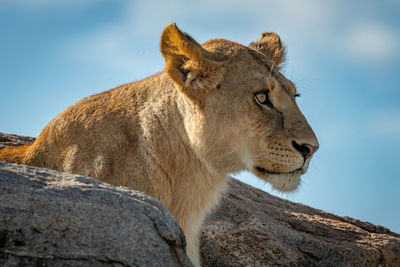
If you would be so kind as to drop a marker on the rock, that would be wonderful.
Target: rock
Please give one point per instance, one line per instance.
(49, 218)
(14, 140)
(252, 228)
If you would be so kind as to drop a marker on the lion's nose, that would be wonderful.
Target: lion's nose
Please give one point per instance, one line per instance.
(305, 149)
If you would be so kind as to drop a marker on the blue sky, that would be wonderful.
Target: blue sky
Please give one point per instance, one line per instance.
(344, 57)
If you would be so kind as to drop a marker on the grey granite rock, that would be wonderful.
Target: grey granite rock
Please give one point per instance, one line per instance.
(253, 228)
(48, 218)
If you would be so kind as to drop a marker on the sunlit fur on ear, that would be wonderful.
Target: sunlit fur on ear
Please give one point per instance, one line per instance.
(188, 64)
(271, 46)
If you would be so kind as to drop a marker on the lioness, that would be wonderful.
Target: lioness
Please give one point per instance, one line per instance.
(218, 108)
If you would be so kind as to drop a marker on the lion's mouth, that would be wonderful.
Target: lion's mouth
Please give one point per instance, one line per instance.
(264, 171)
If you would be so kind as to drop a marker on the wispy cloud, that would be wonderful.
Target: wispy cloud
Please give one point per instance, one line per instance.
(371, 42)
(385, 124)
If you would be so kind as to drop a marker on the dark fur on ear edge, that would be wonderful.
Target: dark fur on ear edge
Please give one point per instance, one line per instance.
(271, 46)
(188, 64)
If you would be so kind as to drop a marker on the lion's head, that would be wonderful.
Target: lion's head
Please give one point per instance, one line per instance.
(240, 111)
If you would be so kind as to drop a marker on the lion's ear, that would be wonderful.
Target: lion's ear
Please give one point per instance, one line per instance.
(271, 46)
(187, 63)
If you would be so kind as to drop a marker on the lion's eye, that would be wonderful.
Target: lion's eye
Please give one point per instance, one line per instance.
(263, 99)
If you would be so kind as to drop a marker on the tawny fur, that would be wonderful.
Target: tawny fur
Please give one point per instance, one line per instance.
(176, 135)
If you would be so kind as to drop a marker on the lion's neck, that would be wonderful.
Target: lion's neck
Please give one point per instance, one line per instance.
(193, 186)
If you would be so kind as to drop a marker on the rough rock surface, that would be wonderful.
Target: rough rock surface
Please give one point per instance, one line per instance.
(253, 228)
(14, 140)
(48, 218)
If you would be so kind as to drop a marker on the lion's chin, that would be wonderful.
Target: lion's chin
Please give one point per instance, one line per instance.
(284, 182)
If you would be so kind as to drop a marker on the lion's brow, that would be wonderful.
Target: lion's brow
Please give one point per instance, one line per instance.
(270, 68)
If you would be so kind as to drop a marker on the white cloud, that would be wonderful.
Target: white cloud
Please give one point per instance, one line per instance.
(386, 124)
(45, 3)
(371, 42)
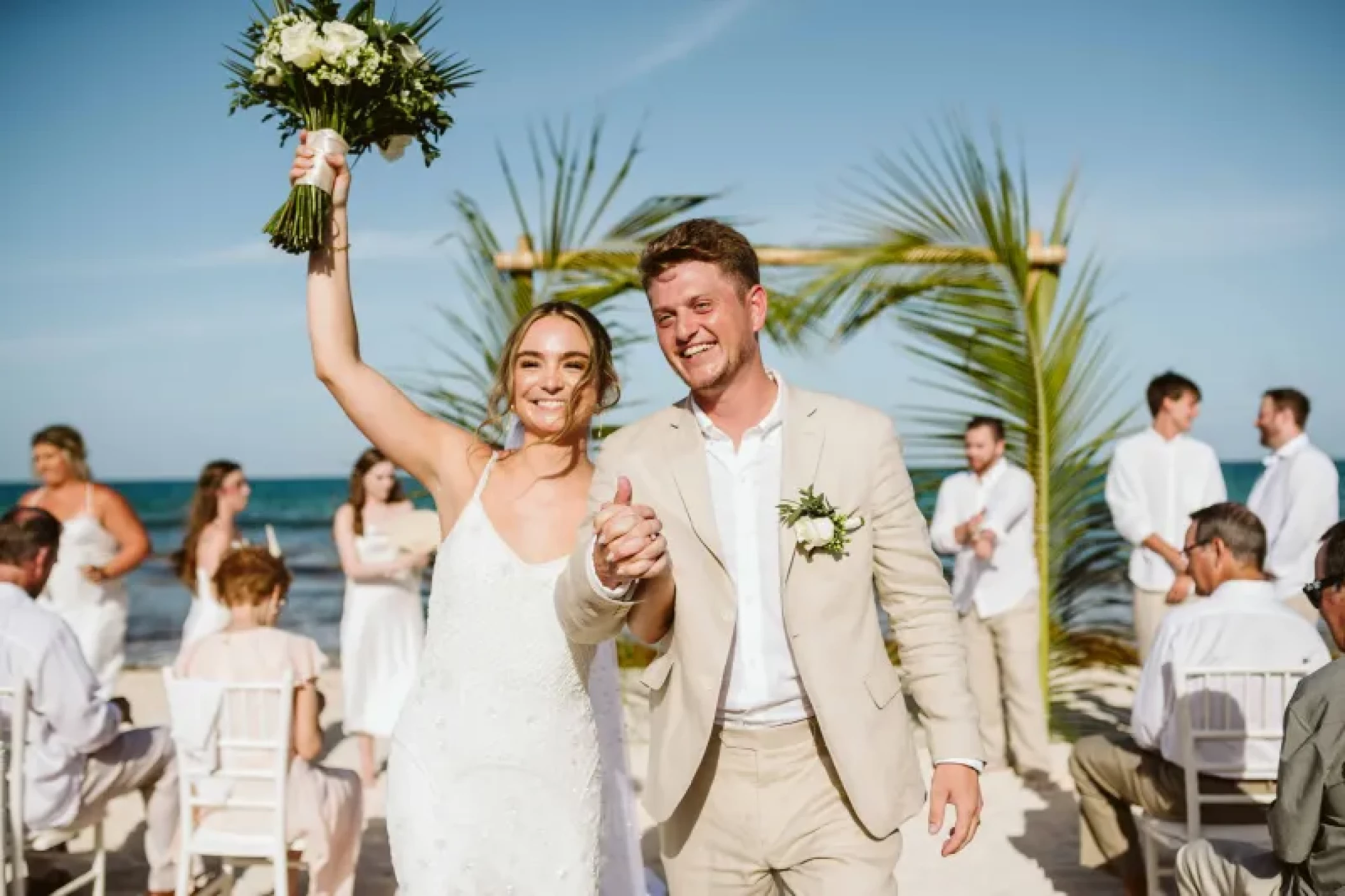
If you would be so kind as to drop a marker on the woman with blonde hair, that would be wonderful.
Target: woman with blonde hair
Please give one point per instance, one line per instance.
(323, 806)
(382, 622)
(222, 493)
(498, 779)
(101, 541)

--------------------------------

### WRITTEN INSTRUCTION
Starting with the line containing "hair, that would be wonderful." and going on through the end of the listing, rewrite only those lines, requests included. Rescale every coordinate in the answer points by multiplying it by 1.7 and rounding to a whole number, with halves rounded up.

### WRITTEN SOLUTION
If you would be so kind as to drop a marker on the woman with blonde hair, that would be wonderful.
Target: woman with blonde hair
Please give one point per instance, one line per instance.
(549, 1370)
(649, 1057)
(377, 838)
(847, 1324)
(172, 920)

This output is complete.